__Provided text__
=-=-=-=-=
THE VILLAGE EXPLAINER: By Dan McGarry
With the Australian general election largely done and dusted, and with a clear (if still-to-be-quantified) mandate, Anthony Albanese faces greater and more immediate international challenges than any Australian Prime Minister since the Cold War began.
Between climate change and an increasingly truculent — not to say belligerent — China, Pacific island countries are searching for reassurance, safety and support. Reassurance that we are valued and respected, and that a rules based order has the same rules for everyone else as it has for us.
Safety, from the increasingly violent buffeting of climate change, and from the risk of losing our balance in the increasingly straitened geopolitical space we occupy. And support for our own self-determination, territorial integrity and survival.
Each if these will have significant impacts on the Albanese government’s domestic policies.
Each will have lasting impact on the Pacific islands region.
Let’s hope they’ve got a plan in place. They do not have the luxury of time.
=-=-=-=-=
__Tasks to carry out__
**A)** Rework the part of the commentary on Australia and the Pacific that opens with the words containing "Safety, from the" and closes with "government’s domestic policies.", putting "sovereignty" in place of "self-determination".
**B)** Answer these questions on the commentary on Australia and the Pacific:
(i) Who wrote it?
(ii) According to the text, since what event has no Australian Prime Minister faced international challenges as great as Anthony Albanese's?
(iii) What three things are Pacific island countries searching for?
**C)** Carry on the commentary on Australia and the Pacific after its final sentence.

__Stored data entries__
=-=-=-=-=
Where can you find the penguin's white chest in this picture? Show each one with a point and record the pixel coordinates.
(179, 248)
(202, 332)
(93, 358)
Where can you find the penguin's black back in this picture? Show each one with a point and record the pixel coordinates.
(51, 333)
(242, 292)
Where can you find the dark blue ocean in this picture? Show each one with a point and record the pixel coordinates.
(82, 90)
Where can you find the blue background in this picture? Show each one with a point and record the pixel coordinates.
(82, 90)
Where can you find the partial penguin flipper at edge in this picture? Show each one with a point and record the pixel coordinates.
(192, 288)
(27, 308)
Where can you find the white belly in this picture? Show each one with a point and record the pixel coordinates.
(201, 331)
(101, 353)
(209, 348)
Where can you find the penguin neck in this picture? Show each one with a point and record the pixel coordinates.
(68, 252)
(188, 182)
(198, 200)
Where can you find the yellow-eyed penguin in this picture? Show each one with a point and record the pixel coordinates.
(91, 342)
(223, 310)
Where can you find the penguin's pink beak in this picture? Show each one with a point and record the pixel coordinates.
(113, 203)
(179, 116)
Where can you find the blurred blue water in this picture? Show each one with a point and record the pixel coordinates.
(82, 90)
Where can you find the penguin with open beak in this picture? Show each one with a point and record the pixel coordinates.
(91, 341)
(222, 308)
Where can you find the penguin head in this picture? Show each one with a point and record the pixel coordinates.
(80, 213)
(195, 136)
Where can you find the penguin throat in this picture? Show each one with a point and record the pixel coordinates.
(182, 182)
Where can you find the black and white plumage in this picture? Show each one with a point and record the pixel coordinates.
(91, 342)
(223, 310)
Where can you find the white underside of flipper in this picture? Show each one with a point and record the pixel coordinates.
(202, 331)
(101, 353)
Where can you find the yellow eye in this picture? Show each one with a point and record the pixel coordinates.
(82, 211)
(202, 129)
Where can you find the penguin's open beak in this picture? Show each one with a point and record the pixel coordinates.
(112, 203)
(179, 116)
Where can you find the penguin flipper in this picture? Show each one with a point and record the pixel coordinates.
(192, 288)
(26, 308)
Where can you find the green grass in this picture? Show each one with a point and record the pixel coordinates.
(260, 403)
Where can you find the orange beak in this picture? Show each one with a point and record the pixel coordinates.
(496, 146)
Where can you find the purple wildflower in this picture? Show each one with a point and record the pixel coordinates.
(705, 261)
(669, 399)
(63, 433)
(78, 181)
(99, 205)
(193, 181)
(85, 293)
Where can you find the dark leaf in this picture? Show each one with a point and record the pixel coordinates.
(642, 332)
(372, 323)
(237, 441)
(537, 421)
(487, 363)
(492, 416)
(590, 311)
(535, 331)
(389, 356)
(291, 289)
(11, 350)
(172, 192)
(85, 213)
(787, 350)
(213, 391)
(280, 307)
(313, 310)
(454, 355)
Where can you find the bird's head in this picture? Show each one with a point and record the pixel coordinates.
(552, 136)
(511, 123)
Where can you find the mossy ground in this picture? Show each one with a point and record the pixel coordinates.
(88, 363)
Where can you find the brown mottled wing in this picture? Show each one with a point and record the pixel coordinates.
=-=-=-=-=
__Responses in order__
**A)**
Safety, from the increasingly violent buffeting of climate change, and from the risk of losing our balance in the increasingly straitened geopolitical space we occupy. And support for our own sovereignty, territorial integrity and survival.
Each if these will have significant impacts on the Albanese government’s domestic policies.

**B)**
(i) Dan McGarry
(ii) Since the Cold War began
(iii) Reassurance, safety and support

**C)**
Part of this fight will have to happen while they’re still strapping on the gloves. We’ve already looked at some of the challenges Penny Wong is likely to face when she (almost certainly) becomes Foreign Minister.
In this issue, we’ll enumerate some of the immediate challenges faced by Wong and her cabinet colleagues.
PIF Secretariat in shambles
The Pacific Islands Forum Secretariat is in a shambles right now, in no small part because of Australia’s call for a vote during the selection of its most recent Secretary-General, rather than enduring more painstaking but traditional method of consensus-building our leaders learned in the village meeting house.
The voting split the membership, and the Micronesian contingent still have not reconciled themselves completely.
There is little Australia can do to fix that. But they can offer unconditional support to the body itself, and for the idea it embodies. They can formally uphold the Boe Declaration, which lists climate change as the single greatest security threat faced by the Pacific islands region, by re-basing (sorry) their security stance on this premise.
They can fund and support the Blue Pacific strategy. They can fund the Secretariat’s climate indemnity scheme. They can show our reluctant leaders that the PIF is worth being part of.
More importantly, they can promote our voices in Washington and at the UN. Our plight on the world stage resembles the challenges women have faced since… forever. Ignored, subverted, explained to, denied agency over our own body politic. We don’t need people to speak for us. We need people to listen when we speak for ourselves.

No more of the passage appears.